= EXTRAIT DU TEXTE =
..............................
Il est parti de mes écuries, après 7 ans d’une très fructueuse collaboration. Il avait 18 ans, et commençait à souffrir d’arthrose. Ce fut lui, mon vrai « cheval d’école » en amazone.

Lassée de mes demi-pensionnaires (et surtout de leurs propriétaires), j’ai décidé de m’acheter mon propre cheval. J’en avais les moyens, et les installations. Et puis Clarissa vieillissait… Mon expérience équestre de l’époque : je croyais m’y connaître, modestement…

J’ai commencé par en dresser le portrait idéal : hongre bien dans sa tête, pas trop grand (moins de 1.60…), Pur race espagnol, pas blanc, mis en basse école. A l’achat, ça a donné : étalon légèrement timbré et chaud comme un lapin, 1.52 m (ça, c’était bon !), blanc comme neige (ben voyons !), mis à n’importe quoi dans le désordre, comme au tiercé quand on ne gagne pas !
En bref, j’avais eu un coup de foudre équin ! Et quel coup de foudre : Antarès était tout simplement magnifique… du moins quand il a été un peu retapé : une bonne centaine de kilos pour lui refaire une silhouette, un peu de musculation pour que son chignon d’étalon ne tombe plus, une école de patience pour qu’il ne se croit pas sur le pas de tir de Cap Canaveral à la moindre occasion, mais surtout… une gentillesse, une douceur… uniques ! Très attentionné envers moi, il ne m’a jamais bousculée.

Il a-do-rait qu’on le papouille de tous côtés (au point de perdre l’équilibre quand on lui gratouillait le ventre…), qu’on s’occupe de lui, qu’on le rassure. Les hommes ne l’avaient pas gâté : il suffisait de regarder son chanfrein pour le savoir… La première fois que je l’ai lâché en prairie, il n’a pas voulu me quitter, et nous sommes revenus au boxe de concert : il n’avait jamais été en pâture... Pauvre Antarès que bien des gens ont traité de « fou », je savais qu’il y avait de l’or dans ton caractère.
..............................
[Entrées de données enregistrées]
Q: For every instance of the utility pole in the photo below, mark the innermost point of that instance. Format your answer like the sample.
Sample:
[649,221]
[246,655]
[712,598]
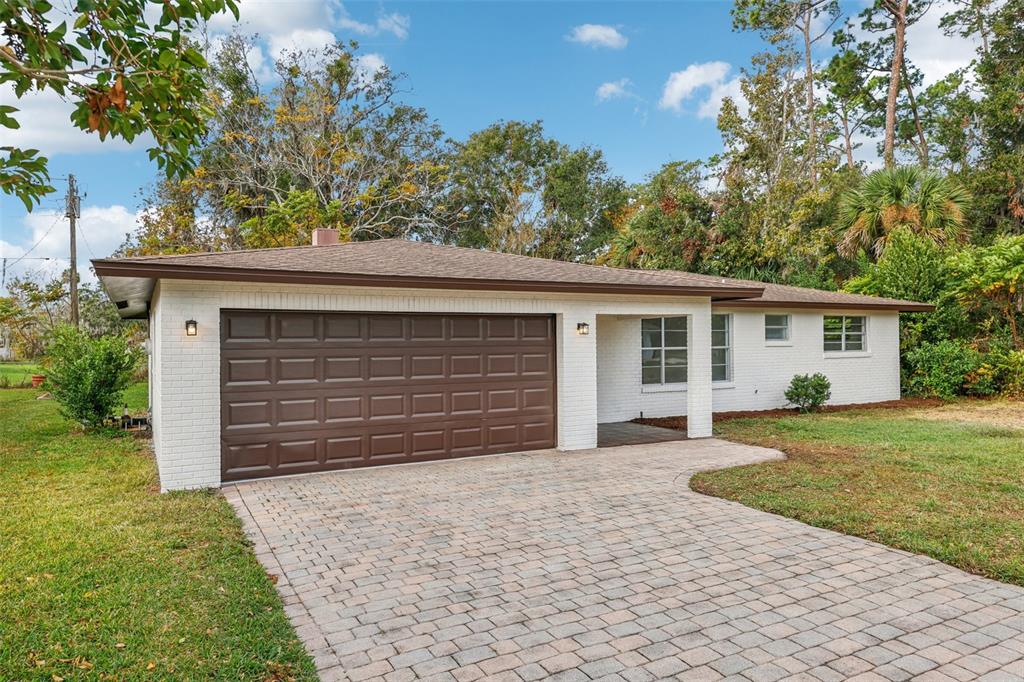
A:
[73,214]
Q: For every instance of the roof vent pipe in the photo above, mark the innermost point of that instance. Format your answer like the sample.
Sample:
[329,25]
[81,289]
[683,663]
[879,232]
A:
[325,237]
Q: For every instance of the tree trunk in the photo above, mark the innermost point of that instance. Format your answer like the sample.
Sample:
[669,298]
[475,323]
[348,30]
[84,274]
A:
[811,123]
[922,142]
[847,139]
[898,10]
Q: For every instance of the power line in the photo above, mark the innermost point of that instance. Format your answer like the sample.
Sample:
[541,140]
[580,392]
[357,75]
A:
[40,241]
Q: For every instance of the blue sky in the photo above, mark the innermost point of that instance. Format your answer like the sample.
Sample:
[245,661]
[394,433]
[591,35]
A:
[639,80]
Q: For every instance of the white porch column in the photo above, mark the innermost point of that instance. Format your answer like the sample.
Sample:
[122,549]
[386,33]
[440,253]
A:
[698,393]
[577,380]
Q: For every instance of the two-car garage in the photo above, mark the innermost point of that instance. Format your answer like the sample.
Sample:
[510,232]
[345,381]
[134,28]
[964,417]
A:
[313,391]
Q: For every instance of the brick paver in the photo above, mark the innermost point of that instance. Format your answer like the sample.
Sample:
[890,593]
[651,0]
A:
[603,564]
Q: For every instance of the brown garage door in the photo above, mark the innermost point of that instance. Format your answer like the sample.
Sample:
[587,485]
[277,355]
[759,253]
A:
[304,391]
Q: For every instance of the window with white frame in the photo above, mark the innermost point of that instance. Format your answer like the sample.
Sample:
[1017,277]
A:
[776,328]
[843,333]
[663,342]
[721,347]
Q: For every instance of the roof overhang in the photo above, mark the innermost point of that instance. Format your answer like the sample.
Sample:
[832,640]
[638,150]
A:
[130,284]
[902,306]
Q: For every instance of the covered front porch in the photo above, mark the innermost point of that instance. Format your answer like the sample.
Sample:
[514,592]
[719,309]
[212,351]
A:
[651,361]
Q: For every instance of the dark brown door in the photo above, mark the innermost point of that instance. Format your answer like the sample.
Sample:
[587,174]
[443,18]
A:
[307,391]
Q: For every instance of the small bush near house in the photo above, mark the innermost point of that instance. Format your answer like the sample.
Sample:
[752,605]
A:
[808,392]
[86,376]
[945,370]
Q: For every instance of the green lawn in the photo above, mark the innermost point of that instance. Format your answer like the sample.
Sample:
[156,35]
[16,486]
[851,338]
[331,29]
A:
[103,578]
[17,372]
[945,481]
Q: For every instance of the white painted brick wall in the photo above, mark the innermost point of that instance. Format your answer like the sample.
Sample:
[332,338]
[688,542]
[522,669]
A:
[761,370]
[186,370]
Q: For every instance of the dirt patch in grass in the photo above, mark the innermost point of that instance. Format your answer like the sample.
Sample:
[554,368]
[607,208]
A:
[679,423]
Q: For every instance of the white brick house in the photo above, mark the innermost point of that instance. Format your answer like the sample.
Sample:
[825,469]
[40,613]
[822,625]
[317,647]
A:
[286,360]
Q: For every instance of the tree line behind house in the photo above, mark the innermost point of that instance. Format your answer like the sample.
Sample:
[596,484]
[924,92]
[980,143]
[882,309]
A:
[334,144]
..............................
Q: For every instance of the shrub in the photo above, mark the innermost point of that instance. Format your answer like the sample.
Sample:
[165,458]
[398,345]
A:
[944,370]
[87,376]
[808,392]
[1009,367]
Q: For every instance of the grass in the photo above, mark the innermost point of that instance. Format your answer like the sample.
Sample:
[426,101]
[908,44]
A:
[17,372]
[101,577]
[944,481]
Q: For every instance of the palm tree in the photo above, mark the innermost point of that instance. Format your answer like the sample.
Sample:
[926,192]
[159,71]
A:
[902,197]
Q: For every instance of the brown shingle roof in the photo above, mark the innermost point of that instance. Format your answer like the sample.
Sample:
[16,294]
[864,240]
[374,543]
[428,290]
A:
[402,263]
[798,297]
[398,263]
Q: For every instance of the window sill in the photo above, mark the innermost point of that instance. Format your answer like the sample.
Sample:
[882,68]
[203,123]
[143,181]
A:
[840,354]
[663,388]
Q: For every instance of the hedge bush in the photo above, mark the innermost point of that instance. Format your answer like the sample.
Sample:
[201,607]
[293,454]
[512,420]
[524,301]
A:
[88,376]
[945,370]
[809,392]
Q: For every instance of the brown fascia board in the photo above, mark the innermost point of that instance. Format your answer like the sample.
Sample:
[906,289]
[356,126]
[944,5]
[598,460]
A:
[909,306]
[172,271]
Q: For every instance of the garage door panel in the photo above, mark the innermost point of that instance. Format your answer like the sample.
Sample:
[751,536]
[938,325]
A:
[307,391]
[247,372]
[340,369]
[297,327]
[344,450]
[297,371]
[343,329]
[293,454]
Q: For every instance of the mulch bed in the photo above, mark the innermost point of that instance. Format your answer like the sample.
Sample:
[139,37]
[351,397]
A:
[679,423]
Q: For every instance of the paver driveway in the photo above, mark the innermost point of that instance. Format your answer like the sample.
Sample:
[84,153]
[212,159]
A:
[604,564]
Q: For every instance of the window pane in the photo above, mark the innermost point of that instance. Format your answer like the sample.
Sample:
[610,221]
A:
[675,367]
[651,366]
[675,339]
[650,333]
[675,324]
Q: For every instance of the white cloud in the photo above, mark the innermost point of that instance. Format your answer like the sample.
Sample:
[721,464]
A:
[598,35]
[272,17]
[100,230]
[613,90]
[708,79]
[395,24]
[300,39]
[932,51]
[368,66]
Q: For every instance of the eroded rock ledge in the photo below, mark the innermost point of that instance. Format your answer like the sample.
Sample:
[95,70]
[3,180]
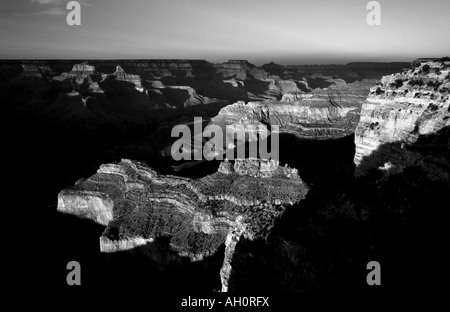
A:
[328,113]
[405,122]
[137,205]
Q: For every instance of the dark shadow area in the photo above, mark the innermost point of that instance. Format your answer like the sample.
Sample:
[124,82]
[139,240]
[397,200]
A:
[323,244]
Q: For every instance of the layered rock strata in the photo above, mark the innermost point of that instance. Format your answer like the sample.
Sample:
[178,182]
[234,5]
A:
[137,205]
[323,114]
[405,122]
..............................
= PROBLÈMES À RÉSOUDRE =
- 1) D'après le texte sur le cheval Antarès, quelle taille mesurait le cheval effectivement acheté ?
- 2) Rédigez la suite du texte sur le cheval Antarès en partant de sa dernière phrase.

= RÉSULTATS DES EXERCICES =
- 1) Il mesurait 1.52 m.

- 2)
Encore un cheval qui se sentait bien mieux, monté en amazone : plus de jambes pour lui faire peur, moins de contraintes, et une amazone légère qui lui faisait confiance… Il en devenait magnifique, mon bucéphale à l’énorme encolure si parfaitement rouée…
Et j’ai du le vendre, bien malgré moi, heureusement à celui qui le méritait, et qui a pris soin de lui jusqu’à la fin…
A ce cheval si unique, je dis merci de m’avoir fait découvrir un monde magique. Puisse Antarès galoper tranquillement derrière le Rainbow Bridge, entouré comme il sied aux seigneurs, d’une cour de juments joyeuses …

Idaho, ma petite bombe espagnole, c’est le contraire d’un coup de foudre, c’est mon cheval « de raison »… Enfin, il paraît ! Je me relevais péniblement d’un gros accident et étais incapable de marcher correctement. Antarès avait été vendu, et la dépression me guettait. Clarissa était déjà âgée, et je me retrouvais sans cheval à travailler. J’ai vu une petite annonce : « hongre PRE isabelle, 1.57 à vendre, prix raisonnable ». Hongre, c’était parfait. PRE, également. Isabelle, ça m’intriguait : les isabelles ne sont pas admis en PRE.

J’ai donc pris contact avec la propriétaire. Une chose entraînant l’autre, j’ai été jusque Versailles pour voir cette curiosité. Qui s’est révélé bien brave : monté par une débutante sans équilibre qui tentait de lui arracher quelques molaires, il n’a manifesté qu’un mécontentement modéré… S’il était si gentil avec cette cavalière, il s’accommoderait bien de ma « drôle de monte » et de mes ennuis de santé. Je l’ai donc acheté, par raison, puisque si je remontais à cheval, il fallait que je le fasse dans des conditions de sécurité maximales.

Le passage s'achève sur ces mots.